──────── SEITENTEXT

„Daniel Stelter verrechnet sich: Kein negatives Vermögen in Deutschland“
Ich freue mich natürlich über jede Rezension meiner kleinen Piketty-Kritik, „Die Schulden im 21. Jahrhundert“, auch wenn diese einen kritischen Ton anschlägt. Grund genug, sie etwas genauer anzuschauen. Zunächst ein paar Fakten zu den Kosten der alternden Gesellschaft, für die keine Rücklagen gebildet wurden.
- „Auf 413 Prozent des Bruttoinlandsprodukts erhöht sich die deutsche Staatsverschuldung nach einer Untersuchung von Jagadeesh Gokhale, wenn die versteckten Lasten für die künftige Renten- und Gesundheitsvorsorge mitberechnet werden.“ – bto: So von mir im Buch zitiert.
- „Anders als in der öffentlichen Diskussion teilweise dargestellt lässt sich die Rentenzahlung auch nicht beliebig weit kürzen. (…) Die oft gehörte Sorge junger Menschen ‚Wir kriegen sowieso nichts mehr raus‘ ist also nur zum Teil berechtigt. Zumindest müsste die Regierung sehr kreativ sein, um das wirklich umzusetzen, ganz abgesehen von der politischen Schwierigkeit, denn wenn die heute 20-Jährigen 60 sind, stellen die über 60-Jährigen vermutlich die Mehrheit der Wähler.“ – bto: Klartext: Die Ansprüche zukünftiger Generationen aus der Rentenkasse darf der Gesetzgeber nicht richtig kürzen. Er muss also bezahlen. Was zur Frage führt, wo denn das Geld herkommen wird.
- „Insofern hat Daniel Stelter also Recht, wenn er den Blick auf das Thema versteckte Staatsschulden richtet. Allerdings verrechnet er sich an anderer Stelle etwas.“ – bto: bis hierher also zunächst fast Konsens.
- „Basierend auf den Daten des französischen Ökonomen Thomas Piketty zu privaten und öffentlichen Schulden sowie Vermögen und ergänzt um die Daten von Jagadeesh Gokhale kommt er zu dem Schluss, dass das Verhältnis von Schulden zu Vermögen statt bei 412 Prozent des Bruttoinlandsprodukts (BIP) wie bei Piketty in Wahrheit bei -1 Prozent liegt. Die Schulden übersteigen also das Vermögen.“ – bto: Diese Rechnung habe ich in der Tat aufgestellt.

────────────────
──────── ERFASSTE DATEN

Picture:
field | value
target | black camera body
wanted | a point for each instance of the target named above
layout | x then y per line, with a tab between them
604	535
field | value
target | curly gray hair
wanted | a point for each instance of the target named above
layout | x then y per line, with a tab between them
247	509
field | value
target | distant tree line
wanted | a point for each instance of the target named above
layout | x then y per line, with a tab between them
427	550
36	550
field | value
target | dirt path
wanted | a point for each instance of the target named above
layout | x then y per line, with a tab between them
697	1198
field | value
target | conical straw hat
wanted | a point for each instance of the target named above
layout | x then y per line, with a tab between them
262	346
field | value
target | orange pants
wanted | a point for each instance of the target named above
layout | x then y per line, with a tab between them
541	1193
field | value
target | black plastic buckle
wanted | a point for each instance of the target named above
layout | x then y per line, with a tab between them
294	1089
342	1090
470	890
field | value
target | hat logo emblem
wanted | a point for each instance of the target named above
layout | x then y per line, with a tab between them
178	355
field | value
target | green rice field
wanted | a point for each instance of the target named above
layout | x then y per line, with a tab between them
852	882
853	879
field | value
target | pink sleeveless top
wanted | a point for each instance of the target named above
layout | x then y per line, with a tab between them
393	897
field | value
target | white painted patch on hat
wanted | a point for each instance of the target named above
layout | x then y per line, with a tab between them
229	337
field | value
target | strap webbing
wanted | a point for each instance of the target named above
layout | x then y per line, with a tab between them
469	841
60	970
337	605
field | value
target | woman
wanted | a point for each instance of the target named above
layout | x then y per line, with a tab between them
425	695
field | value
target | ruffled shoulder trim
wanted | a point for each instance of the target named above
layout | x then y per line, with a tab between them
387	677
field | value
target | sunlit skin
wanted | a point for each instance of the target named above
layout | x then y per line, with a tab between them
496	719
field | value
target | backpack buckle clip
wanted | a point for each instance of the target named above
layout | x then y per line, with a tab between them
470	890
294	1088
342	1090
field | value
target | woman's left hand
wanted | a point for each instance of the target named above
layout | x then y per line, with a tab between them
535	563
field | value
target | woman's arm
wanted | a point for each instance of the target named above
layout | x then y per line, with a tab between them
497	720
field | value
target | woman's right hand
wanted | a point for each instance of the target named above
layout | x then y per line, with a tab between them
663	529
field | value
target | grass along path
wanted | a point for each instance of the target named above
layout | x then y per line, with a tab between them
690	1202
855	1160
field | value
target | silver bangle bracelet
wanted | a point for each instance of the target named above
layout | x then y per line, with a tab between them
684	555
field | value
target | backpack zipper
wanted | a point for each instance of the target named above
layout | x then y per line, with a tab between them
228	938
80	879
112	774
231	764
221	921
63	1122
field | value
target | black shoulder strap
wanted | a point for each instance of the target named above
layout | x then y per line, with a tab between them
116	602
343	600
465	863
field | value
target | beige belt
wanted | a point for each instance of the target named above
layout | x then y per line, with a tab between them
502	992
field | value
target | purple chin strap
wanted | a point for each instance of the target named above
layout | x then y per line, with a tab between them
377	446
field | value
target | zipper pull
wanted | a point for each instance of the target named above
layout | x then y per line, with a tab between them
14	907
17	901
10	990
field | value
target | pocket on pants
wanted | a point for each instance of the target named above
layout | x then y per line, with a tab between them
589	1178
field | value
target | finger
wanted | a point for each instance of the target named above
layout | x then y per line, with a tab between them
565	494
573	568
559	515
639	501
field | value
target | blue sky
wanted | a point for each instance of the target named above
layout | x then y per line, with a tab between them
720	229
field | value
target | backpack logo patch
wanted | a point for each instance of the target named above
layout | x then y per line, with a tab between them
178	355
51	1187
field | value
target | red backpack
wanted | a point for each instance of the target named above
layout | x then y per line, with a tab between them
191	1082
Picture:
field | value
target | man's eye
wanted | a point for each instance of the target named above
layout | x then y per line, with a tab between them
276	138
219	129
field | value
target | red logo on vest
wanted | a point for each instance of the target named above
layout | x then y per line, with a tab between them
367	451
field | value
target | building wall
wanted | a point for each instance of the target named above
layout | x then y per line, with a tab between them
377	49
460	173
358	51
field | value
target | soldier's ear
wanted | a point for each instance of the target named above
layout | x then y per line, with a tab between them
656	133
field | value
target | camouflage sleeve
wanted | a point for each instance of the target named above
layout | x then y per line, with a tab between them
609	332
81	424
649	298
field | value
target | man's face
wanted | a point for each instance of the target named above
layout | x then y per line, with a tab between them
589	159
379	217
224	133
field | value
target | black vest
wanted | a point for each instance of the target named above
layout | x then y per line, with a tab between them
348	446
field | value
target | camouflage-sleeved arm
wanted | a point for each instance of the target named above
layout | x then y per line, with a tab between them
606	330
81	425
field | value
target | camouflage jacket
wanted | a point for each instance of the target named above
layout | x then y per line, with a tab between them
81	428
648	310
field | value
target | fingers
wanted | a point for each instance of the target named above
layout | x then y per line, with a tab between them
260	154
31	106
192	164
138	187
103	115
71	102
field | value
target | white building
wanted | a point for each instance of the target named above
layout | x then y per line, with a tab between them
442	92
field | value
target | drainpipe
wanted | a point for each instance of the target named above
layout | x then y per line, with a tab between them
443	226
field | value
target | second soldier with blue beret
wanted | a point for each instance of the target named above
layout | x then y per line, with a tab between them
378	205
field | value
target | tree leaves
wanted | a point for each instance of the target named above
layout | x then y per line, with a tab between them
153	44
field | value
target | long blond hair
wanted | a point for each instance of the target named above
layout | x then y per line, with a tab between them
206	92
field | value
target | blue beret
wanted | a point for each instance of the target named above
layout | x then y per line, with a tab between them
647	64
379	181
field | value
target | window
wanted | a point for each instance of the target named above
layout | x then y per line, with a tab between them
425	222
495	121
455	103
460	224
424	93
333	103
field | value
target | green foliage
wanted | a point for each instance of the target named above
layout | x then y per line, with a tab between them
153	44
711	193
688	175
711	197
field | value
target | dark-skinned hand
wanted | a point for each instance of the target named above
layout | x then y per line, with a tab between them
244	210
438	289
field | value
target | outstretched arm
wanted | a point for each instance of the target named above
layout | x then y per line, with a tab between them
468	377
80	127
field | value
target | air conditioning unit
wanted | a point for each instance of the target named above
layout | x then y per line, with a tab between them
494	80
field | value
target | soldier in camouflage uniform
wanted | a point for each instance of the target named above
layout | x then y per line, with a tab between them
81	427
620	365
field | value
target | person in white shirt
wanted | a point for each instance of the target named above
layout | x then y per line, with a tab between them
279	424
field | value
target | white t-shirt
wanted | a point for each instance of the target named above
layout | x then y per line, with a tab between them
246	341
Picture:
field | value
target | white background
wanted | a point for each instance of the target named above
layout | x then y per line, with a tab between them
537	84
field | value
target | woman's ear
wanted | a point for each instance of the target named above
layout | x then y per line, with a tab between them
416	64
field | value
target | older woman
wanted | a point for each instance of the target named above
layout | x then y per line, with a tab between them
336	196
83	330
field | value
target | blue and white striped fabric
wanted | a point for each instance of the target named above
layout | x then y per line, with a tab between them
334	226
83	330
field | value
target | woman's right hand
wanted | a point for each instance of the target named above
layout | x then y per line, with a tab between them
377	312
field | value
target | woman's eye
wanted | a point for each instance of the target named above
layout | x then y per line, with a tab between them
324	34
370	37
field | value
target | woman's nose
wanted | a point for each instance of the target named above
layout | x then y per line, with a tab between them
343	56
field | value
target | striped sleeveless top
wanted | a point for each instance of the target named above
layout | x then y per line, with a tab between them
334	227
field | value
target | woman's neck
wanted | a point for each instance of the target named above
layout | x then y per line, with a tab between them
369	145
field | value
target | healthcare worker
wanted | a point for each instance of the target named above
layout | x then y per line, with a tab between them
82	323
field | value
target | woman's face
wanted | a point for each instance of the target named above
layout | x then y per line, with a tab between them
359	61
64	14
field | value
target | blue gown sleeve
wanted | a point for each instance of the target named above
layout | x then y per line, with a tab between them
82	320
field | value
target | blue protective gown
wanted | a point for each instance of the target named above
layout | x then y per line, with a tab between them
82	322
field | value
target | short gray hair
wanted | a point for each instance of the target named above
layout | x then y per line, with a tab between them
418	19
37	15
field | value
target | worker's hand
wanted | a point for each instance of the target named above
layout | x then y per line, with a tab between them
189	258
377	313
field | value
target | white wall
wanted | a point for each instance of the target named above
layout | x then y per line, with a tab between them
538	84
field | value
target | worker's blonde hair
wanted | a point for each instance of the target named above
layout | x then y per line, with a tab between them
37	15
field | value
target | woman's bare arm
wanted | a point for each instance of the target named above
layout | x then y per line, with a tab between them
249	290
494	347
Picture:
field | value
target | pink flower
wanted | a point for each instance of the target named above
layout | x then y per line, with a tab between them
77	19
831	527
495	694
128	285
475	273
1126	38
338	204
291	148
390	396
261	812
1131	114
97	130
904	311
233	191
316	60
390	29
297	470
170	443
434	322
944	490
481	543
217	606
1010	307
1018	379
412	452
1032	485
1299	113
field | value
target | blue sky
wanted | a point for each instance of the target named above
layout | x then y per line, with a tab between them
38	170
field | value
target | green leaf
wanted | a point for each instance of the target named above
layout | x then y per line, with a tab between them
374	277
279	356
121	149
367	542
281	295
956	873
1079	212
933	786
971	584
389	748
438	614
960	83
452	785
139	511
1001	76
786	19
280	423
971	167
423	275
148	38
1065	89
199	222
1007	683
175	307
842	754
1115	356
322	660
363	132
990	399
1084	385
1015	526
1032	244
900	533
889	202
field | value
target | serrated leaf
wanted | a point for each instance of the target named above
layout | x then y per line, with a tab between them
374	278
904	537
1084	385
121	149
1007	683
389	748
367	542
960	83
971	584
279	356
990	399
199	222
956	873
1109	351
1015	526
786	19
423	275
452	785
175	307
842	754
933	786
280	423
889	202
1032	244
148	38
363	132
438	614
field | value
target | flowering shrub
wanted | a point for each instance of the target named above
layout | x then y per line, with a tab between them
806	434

────────────────

• _ZIEL DER AUFGABE_
Ändere den Abschnitt des Seitentexts, der mit den Worten „- „Auf 413 Prozent“ beginnt und mit „im Buch zitiert.“ endet, indem du ihn wiedergibst und dabei „Staatsverschuldung“ durch „Gesamtverschuldung“ ersetzt. Stütze dich ausschließlich auf den Seitentext.

• _LÖSUNG_
- „Auf 413 Prozent des Bruttoinlandsprodukts erhöht sich die deutsche Gesamtverschuldung nach einer Untersuchung von Jagadeesh Gokhale, wenn die versteckten Lasten für die künftige Renten- und Gesundheitsvorsorge mitberechnet werden.“ – bto: So von mir im Buch zitiert.